### Task objective
Retype, exactly and with nothing added, the lines from the one showing "formatted as [350,241]." through the final line of the material. Omit pictures.

-=-=-=-=-

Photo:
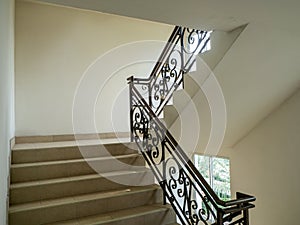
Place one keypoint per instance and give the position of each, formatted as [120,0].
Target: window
[216,171]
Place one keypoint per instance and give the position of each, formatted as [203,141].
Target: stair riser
[77,187]
[74,152]
[77,209]
[157,218]
[67,169]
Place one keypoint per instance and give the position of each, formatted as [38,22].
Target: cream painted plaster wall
[266,164]
[54,48]
[6,98]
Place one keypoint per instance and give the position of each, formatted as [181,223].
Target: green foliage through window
[216,171]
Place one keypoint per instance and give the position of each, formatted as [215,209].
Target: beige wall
[54,48]
[6,97]
[266,164]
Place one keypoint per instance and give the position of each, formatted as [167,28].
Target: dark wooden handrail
[144,120]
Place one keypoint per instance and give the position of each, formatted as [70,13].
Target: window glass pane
[216,171]
[221,177]
[202,164]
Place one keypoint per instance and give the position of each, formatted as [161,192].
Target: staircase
[191,197]
[52,183]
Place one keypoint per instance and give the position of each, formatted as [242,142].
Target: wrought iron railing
[184,187]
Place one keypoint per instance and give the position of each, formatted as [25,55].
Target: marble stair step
[156,214]
[66,168]
[76,185]
[54,151]
[79,206]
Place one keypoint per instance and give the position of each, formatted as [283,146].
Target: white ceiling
[262,68]
[216,14]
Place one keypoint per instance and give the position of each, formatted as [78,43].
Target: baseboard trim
[68,137]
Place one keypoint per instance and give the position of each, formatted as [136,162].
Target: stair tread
[81,198]
[61,144]
[21,165]
[75,178]
[116,215]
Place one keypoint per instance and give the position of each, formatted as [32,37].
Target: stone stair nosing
[43,152]
[155,214]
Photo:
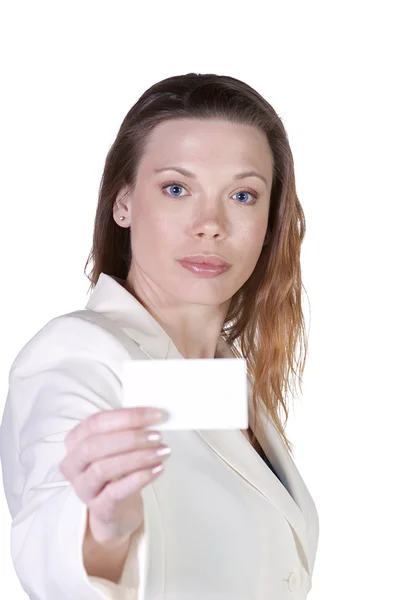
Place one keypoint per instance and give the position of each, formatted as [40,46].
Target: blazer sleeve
[63,375]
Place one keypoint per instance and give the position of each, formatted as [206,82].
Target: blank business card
[197,393]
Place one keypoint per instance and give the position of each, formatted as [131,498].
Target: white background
[70,71]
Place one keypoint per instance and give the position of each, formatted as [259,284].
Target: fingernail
[160,416]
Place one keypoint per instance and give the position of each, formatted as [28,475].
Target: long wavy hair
[265,323]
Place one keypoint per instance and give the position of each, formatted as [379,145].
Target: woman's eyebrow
[187,173]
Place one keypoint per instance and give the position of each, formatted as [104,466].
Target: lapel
[112,300]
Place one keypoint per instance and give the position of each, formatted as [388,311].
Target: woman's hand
[110,458]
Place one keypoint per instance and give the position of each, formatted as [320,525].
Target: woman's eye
[247,192]
[177,186]
[173,185]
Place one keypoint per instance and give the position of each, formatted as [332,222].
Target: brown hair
[265,319]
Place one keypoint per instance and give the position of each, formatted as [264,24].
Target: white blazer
[218,523]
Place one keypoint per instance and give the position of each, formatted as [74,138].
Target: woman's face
[173,215]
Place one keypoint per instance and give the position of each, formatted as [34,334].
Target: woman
[201,166]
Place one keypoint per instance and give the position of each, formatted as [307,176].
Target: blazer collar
[110,298]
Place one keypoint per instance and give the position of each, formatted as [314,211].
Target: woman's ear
[267,237]
[121,208]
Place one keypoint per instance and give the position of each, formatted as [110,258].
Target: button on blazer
[218,523]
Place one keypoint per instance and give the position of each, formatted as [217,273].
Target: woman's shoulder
[81,334]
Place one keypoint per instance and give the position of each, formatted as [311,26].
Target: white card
[197,393]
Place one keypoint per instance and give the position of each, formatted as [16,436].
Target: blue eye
[174,184]
[244,192]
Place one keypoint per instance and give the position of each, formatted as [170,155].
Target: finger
[113,420]
[97,447]
[91,483]
[106,502]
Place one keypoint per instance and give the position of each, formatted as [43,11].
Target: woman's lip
[205,260]
[204,270]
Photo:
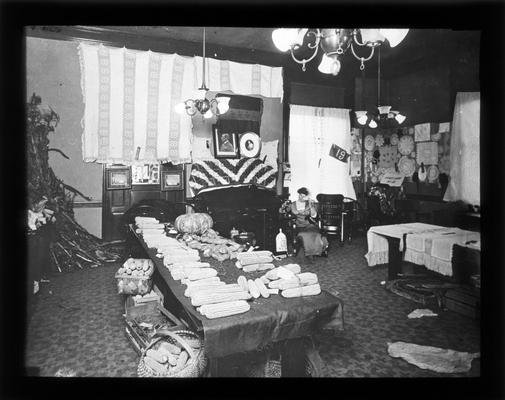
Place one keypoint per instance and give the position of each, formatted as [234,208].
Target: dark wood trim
[117,38]
[88,204]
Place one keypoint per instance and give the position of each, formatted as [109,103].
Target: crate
[132,285]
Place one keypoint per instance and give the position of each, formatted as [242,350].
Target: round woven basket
[195,365]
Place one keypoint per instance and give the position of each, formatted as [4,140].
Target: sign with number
[339,153]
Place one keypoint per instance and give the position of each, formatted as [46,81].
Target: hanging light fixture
[334,43]
[383,113]
[208,108]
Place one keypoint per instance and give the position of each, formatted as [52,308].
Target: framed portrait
[225,144]
[172,180]
[119,178]
[146,174]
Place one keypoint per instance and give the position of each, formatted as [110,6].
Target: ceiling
[244,38]
[421,49]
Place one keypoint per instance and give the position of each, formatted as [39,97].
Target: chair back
[330,204]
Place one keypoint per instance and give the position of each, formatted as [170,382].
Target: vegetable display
[197,223]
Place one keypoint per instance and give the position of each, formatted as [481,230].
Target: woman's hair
[303,190]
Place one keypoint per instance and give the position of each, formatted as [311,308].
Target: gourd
[195,223]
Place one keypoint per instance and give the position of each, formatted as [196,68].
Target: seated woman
[307,233]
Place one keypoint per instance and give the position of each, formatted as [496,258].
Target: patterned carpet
[77,323]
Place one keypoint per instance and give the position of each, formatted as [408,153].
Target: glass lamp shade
[361,117]
[180,108]
[400,118]
[371,37]
[199,94]
[223,104]
[329,65]
[286,38]
[394,36]
[332,39]
[384,109]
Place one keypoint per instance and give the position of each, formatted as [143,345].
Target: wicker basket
[195,365]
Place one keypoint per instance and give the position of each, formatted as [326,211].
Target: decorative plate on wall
[433,173]
[406,145]
[407,166]
[250,145]
[379,140]
[369,142]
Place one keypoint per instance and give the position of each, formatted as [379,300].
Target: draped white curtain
[312,132]
[130,96]
[464,182]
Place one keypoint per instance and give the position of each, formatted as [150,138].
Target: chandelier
[335,43]
[383,113]
[207,108]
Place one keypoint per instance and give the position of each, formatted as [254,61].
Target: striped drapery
[226,172]
[130,97]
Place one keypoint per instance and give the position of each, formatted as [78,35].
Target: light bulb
[325,65]
[335,67]
[371,37]
[223,104]
[400,118]
[394,36]
[329,65]
[180,108]
[285,38]
[361,117]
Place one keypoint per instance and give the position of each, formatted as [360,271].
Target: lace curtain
[129,99]
[312,132]
[464,183]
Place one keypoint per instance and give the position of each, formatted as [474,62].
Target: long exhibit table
[270,320]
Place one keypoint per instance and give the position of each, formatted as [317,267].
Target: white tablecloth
[434,250]
[377,239]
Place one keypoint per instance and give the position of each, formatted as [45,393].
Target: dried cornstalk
[71,246]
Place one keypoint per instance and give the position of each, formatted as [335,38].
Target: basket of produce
[178,354]
[134,277]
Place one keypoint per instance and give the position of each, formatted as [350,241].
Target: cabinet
[117,201]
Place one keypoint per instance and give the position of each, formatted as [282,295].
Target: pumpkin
[193,223]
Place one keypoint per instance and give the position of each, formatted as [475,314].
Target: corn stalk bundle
[71,246]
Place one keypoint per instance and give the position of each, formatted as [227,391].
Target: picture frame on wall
[119,178]
[171,180]
[225,144]
[146,174]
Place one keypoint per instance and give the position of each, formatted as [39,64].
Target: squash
[193,223]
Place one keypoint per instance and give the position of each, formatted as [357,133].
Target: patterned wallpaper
[408,147]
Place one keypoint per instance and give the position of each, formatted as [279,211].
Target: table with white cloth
[434,250]
[419,243]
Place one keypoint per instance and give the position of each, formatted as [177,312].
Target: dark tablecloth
[269,320]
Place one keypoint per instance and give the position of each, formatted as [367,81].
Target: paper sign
[422,132]
[392,179]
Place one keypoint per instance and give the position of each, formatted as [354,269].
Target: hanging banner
[339,153]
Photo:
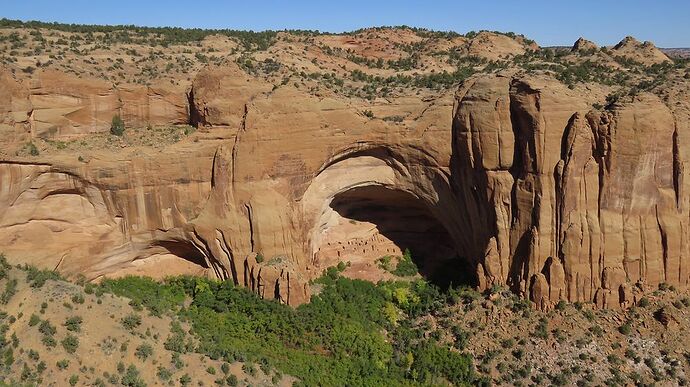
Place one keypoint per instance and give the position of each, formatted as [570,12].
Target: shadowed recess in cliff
[377,221]
[184,250]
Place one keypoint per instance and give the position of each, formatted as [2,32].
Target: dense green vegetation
[352,333]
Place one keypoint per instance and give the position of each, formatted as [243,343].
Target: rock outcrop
[584,45]
[513,180]
[645,53]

-=-=-=-=-

### Output for this exercise
Place one keypoint per instance and give the position of each, formatted as [350,241].
Target: cabinet
[117,201]
Place one keypoint per instance and give the position of each, formatted as [282,295].
Target: pumpkin
[193,223]
Place one keypoint per instance and give the position of each, formatted as [475,314].
Target: corn stalk bundle
[71,246]
Place one keypoint per instance and give the position of each, formatted as [227,391].
Target: picture frame on wall
[119,178]
[171,180]
[225,144]
[146,174]
Place one keypoint per instance and give the position of each, formatted as [39,64].
Target: squash
[193,223]
Place one keypoint per instance and give the position of each, formatted as [357,133].
Target: patterned wallpaper
[408,147]
Place one keypoint per instance and give the position of each, formatted as [279,211].
Target: table with white cloth
[434,250]
[419,243]
Place one keypoint per instance and give the position of each, formatted as [177,312].
Target: dark tablecloth
[269,320]
Place one keypoint per instance and give the position of each, formatted as [367,81].
Target: paper sign
[422,132]
[392,179]
Place one keypoint per instance and give the position of each, formatted as [354,269].
Target: hanging banner
[339,153]
Photo:
Place one keypoint per instance and give the position of each, formatted as [570,12].
Target: shadowed recess in cliff
[377,221]
[184,250]
Place one keypoint per instance and give the position of each, formatted as [2,32].
Target: dense green vegetation
[352,333]
Place one keypoint per instance and give the position of each, formatted as [243,343].
Target: rock outcrop
[584,45]
[513,180]
[645,53]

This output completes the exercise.